__Exercise brief__.
Reproduce every line of the material below word for word, with no changes.

Dataset items
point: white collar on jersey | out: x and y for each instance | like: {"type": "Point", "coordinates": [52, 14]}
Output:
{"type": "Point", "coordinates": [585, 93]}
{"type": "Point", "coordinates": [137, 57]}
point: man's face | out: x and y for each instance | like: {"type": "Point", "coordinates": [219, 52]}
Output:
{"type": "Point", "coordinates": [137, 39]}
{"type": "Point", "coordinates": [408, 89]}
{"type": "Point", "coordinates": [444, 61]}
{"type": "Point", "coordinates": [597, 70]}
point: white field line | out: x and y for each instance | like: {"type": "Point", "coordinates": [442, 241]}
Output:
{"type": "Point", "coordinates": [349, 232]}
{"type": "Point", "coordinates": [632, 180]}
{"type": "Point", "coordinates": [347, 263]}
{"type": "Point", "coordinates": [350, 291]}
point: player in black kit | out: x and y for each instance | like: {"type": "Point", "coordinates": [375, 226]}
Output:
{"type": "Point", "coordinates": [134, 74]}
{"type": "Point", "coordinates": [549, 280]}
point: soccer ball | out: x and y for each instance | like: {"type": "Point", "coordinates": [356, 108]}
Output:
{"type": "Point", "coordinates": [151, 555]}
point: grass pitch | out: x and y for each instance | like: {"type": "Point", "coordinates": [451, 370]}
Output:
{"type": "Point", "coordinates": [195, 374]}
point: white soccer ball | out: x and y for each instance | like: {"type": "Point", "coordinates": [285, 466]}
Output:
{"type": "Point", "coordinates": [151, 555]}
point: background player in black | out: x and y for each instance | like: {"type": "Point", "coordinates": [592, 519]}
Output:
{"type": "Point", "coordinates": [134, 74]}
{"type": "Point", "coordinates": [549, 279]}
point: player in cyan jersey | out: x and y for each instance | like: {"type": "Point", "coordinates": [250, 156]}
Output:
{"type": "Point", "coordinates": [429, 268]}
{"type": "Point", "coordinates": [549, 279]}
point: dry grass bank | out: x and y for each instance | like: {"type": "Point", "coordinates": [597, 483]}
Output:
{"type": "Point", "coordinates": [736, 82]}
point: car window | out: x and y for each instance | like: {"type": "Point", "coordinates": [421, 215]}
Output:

__Solution__.
point: white collar on jersey | out: x and y for each instance | like: {"type": "Point", "coordinates": [52, 14]}
Output:
{"type": "Point", "coordinates": [585, 93]}
{"type": "Point", "coordinates": [137, 57]}
point: man's face | out: x and y for each instance | like: {"type": "Point", "coordinates": [219, 52]}
Output:
{"type": "Point", "coordinates": [137, 39]}
{"type": "Point", "coordinates": [408, 89]}
{"type": "Point", "coordinates": [444, 61]}
{"type": "Point", "coordinates": [597, 70]}
point: white field line | out: x and y for each instance | like: {"type": "Point", "coordinates": [442, 241]}
Output:
{"type": "Point", "coordinates": [349, 232]}
{"type": "Point", "coordinates": [632, 180]}
{"type": "Point", "coordinates": [347, 263]}
{"type": "Point", "coordinates": [350, 291]}
point: player in black kit | out: x and y for each instance | like: {"type": "Point", "coordinates": [375, 226]}
Output:
{"type": "Point", "coordinates": [134, 74]}
{"type": "Point", "coordinates": [549, 280]}
point: soccer ball | out: x and y for each instance | like: {"type": "Point", "coordinates": [356, 108]}
Output:
{"type": "Point", "coordinates": [151, 555]}
point: grass pitch | out: x and y for each instance | like: {"type": "Point", "coordinates": [451, 370]}
Output:
{"type": "Point", "coordinates": [195, 374]}
point: white soccer ball | out: x and y for each instance | like: {"type": "Point", "coordinates": [285, 466]}
Output:
{"type": "Point", "coordinates": [151, 555]}
point: background player in black | out: x and y for each instance | like: {"type": "Point", "coordinates": [592, 519]}
Output:
{"type": "Point", "coordinates": [134, 74]}
{"type": "Point", "coordinates": [549, 279]}
point: player in cyan jersey | out: x and y for each instance | like: {"type": "Point", "coordinates": [250, 156]}
Output:
{"type": "Point", "coordinates": [429, 268]}
{"type": "Point", "coordinates": [549, 279]}
point: dry grass bank | out: x and y for each instance | like: {"type": "Point", "coordinates": [597, 483]}
Output:
{"type": "Point", "coordinates": [736, 82]}
point: car window | out: x and y for each instance | like: {"type": "Point", "coordinates": [421, 215]}
Output:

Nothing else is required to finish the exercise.